__RECORD EXTRACTS__:
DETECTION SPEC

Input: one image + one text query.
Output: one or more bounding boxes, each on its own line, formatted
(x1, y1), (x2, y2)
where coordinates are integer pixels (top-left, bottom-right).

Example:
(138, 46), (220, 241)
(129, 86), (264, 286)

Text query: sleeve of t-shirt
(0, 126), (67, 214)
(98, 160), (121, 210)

__WORK TO BE COMPLETED__: Rewrite the listing above, replacing "sleeve" with "collar" and leaving everything else unchanged.

__OUTPUT OF THE EXERCISE__:
DETECTION SPEC

Input: one image + one text query.
Output: one or more bounding boxes, each on its own line, formatted
(x1, y1), (x2, y2)
where coordinates are integer pixels (top-left, bottom-right).

Example:
(138, 46), (220, 241)
(129, 86), (264, 286)

Text query: collar of t-shirt
(0, 126), (67, 214)
(98, 160), (121, 210)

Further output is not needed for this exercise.